**WHAT THE TASK ASKS**
List every line in the entries below that contains the word "island", copying each line in full.

[Point annotation dataset records]
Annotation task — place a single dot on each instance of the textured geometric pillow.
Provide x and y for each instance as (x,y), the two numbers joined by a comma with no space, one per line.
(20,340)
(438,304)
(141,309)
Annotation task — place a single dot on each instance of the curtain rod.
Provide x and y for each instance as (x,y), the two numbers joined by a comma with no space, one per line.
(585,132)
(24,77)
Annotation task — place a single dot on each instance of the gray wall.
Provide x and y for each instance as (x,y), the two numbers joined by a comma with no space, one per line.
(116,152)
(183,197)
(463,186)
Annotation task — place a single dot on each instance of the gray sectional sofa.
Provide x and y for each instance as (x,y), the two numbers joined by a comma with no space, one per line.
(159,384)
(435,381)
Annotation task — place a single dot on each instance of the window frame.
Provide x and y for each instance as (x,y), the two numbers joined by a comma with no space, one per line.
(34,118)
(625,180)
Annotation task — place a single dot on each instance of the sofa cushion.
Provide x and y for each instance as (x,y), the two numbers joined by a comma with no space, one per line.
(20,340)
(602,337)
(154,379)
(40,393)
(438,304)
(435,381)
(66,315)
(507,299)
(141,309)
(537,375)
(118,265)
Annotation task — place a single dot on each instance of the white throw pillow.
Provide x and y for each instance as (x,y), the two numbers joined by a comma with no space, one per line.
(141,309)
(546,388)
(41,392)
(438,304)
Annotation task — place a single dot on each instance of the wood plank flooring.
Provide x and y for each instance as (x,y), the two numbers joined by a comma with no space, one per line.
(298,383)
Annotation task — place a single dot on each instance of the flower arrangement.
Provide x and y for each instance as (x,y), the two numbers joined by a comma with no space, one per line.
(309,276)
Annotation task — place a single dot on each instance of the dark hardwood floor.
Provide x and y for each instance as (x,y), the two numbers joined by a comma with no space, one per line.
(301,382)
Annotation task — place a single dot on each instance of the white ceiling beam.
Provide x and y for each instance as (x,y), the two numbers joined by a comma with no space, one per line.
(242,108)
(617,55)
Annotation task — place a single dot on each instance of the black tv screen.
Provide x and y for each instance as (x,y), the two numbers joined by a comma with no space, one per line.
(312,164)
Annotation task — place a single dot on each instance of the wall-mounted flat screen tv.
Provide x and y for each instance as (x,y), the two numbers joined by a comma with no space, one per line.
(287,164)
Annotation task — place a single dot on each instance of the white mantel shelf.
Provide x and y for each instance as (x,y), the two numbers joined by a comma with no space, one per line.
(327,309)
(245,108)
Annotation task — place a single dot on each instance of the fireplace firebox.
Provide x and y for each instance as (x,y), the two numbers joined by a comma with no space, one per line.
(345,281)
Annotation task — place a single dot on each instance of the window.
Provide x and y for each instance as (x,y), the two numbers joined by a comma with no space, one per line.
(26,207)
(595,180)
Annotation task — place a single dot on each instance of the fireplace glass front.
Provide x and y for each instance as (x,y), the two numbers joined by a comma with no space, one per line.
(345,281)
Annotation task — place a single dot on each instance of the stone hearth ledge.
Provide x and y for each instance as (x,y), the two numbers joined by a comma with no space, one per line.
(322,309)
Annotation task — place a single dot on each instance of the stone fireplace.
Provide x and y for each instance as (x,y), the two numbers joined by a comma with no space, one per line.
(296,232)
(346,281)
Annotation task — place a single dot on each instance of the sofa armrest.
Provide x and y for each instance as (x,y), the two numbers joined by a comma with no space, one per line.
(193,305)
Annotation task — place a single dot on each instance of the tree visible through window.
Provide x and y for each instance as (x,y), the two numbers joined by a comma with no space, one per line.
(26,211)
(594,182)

--

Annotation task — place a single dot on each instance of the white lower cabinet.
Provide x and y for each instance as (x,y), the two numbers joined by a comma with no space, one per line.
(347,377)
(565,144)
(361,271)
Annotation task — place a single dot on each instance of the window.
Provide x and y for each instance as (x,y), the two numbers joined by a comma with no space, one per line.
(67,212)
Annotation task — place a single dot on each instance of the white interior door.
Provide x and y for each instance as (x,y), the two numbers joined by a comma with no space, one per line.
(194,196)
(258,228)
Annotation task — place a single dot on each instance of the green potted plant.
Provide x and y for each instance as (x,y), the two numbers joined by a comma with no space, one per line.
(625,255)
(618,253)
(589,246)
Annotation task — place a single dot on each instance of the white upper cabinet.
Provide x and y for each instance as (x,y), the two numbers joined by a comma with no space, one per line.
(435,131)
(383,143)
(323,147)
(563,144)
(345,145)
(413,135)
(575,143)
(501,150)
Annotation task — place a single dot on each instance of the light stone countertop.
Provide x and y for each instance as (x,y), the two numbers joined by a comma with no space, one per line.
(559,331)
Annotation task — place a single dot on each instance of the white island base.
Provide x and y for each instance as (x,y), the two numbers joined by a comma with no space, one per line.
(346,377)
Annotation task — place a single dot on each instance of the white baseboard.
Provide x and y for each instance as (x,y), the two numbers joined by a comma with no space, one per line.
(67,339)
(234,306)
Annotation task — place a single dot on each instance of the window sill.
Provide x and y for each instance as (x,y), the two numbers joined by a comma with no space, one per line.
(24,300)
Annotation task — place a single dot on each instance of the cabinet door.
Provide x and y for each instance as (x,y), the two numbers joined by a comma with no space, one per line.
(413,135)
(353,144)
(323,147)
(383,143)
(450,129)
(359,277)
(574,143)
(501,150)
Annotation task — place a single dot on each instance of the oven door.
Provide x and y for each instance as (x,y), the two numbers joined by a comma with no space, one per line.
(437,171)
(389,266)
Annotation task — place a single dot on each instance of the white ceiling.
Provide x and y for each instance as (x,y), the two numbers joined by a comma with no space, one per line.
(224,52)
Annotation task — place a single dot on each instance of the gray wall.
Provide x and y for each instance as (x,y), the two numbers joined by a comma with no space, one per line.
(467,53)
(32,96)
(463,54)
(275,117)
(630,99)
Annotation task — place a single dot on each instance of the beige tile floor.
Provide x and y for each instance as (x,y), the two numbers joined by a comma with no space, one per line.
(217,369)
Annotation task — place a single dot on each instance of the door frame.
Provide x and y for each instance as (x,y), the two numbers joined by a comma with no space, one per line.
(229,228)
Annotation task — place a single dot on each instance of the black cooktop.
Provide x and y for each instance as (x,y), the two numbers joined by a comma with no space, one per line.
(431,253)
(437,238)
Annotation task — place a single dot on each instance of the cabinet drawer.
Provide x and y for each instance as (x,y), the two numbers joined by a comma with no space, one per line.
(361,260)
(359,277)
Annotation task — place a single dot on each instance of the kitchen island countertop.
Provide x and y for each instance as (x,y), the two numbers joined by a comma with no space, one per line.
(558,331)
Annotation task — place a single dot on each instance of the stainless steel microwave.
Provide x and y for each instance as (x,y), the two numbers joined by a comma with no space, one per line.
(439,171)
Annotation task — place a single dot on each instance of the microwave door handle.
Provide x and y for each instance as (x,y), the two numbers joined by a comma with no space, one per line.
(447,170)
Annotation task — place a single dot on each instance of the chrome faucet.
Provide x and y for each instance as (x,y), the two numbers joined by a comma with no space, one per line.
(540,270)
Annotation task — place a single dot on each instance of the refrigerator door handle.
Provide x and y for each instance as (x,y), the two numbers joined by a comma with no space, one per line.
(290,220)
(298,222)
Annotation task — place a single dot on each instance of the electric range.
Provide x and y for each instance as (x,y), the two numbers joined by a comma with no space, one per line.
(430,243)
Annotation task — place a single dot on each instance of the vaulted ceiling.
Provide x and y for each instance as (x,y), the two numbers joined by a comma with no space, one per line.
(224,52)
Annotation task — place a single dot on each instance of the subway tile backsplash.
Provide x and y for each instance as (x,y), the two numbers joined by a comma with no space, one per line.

**RESPONSE TO THIS TASK**
Annotation task — place a single dot on each instance of the white island base.
Annotation task — place a single dot on each instance of the kitchen island countertop.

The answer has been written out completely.